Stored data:
☆ ☆ ☆
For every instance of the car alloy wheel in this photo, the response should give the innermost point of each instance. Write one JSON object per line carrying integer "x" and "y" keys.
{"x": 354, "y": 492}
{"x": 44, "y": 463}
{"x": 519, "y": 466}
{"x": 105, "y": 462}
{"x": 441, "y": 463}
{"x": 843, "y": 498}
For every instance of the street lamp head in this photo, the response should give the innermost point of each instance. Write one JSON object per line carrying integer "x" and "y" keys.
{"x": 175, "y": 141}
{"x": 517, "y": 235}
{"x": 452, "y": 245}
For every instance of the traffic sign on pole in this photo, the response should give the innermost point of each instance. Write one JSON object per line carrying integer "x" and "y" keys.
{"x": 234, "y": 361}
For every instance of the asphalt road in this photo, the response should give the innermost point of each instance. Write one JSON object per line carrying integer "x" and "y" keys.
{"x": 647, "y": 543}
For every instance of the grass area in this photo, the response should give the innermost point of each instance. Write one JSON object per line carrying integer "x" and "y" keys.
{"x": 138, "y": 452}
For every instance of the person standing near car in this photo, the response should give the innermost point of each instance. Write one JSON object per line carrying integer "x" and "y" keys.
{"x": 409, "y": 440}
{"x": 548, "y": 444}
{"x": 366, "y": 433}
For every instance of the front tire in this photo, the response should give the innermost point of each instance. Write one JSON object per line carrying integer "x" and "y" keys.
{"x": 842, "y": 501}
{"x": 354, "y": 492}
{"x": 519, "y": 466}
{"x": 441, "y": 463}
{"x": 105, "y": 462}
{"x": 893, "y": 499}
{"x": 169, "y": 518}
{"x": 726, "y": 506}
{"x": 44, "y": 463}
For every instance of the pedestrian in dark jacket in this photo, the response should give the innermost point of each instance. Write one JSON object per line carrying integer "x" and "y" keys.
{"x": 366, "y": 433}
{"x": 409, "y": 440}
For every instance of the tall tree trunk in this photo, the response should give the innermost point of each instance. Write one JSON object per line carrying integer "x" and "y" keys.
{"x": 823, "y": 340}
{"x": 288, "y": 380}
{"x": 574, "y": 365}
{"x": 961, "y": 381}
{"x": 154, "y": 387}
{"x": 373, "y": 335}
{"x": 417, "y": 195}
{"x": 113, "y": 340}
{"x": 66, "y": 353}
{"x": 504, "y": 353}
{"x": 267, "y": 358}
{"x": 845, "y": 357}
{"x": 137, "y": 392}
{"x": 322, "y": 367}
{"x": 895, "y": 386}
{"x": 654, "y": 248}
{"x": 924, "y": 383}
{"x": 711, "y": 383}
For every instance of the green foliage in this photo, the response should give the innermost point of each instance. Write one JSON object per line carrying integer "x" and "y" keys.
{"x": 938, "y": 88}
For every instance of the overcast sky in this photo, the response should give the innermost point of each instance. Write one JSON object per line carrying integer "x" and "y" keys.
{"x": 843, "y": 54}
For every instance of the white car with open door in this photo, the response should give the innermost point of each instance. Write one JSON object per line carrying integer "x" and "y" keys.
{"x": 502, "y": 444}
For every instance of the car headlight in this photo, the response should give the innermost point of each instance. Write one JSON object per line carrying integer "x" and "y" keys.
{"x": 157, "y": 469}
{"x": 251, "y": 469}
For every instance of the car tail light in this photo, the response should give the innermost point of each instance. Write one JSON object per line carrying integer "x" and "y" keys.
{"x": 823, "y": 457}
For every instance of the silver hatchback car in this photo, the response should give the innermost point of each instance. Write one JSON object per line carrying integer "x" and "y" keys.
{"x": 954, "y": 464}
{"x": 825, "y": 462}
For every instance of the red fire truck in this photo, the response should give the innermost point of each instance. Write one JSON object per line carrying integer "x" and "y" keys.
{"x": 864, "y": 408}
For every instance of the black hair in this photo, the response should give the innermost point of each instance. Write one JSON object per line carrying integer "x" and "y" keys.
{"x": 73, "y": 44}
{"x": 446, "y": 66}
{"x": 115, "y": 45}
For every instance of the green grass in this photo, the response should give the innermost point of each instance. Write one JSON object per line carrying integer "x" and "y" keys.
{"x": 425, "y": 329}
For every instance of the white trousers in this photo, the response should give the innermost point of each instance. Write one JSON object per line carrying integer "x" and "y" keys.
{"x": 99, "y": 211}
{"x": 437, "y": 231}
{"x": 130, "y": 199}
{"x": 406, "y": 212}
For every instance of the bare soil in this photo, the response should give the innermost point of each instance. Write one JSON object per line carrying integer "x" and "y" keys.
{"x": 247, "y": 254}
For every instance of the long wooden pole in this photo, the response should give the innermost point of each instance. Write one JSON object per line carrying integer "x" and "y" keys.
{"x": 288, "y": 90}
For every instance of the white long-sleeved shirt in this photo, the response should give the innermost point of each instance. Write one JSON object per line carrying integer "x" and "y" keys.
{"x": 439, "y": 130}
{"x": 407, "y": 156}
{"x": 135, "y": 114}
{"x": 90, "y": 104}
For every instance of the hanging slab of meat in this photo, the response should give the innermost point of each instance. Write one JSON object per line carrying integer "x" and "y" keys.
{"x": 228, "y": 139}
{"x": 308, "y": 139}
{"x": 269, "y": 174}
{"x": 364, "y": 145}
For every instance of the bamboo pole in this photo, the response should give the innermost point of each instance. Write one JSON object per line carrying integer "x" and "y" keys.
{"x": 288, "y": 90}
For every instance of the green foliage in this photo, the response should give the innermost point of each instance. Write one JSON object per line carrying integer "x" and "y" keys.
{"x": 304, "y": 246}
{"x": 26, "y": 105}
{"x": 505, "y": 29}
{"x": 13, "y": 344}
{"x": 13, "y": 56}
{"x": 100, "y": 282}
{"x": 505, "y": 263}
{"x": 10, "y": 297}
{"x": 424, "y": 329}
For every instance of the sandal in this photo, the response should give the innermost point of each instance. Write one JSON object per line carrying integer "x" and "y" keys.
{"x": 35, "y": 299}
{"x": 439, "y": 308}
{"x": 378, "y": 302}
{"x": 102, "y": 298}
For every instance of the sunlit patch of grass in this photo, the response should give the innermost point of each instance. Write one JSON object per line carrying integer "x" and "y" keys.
☆ ☆ ☆
● What the exercise asks: The required answer is the line with "For every instance of the hanging" plus every line after it to the end of the entries above, transcribed exactly.

● Answer section:
For every instance of the hanging slab of meat in this photo, the response should give the innermost point of each instance. Write one JSON object per line carrying integer "x" and "y" keys.
{"x": 228, "y": 139}
{"x": 308, "y": 139}
{"x": 269, "y": 174}
{"x": 364, "y": 145}
For every instance of the bamboo pole in this photo, the response should give the innermost point of each instance. Write one JSON object per line carrying integer "x" and "y" keys.
{"x": 288, "y": 90}
For every instance of the green foliage in this photo, the response should give the innermost point of each instance. Write one JSON object per line carrying integer "x" and "y" keys.
{"x": 304, "y": 246}
{"x": 26, "y": 105}
{"x": 505, "y": 29}
{"x": 13, "y": 344}
{"x": 13, "y": 56}
{"x": 100, "y": 282}
{"x": 505, "y": 263}
{"x": 10, "y": 297}
{"x": 424, "y": 329}
For every instance of the sandal in this photo, the response should give the innermost point of each instance. Write one JSON object per line carrying integer "x" and "y" keys.
{"x": 35, "y": 299}
{"x": 439, "y": 308}
{"x": 378, "y": 302}
{"x": 102, "y": 298}
For every instance of the sunlit patch of grass in this photo, the response should give the innermost point of each instance. Write one JSON object per line carrying integer "x" and "y" keys.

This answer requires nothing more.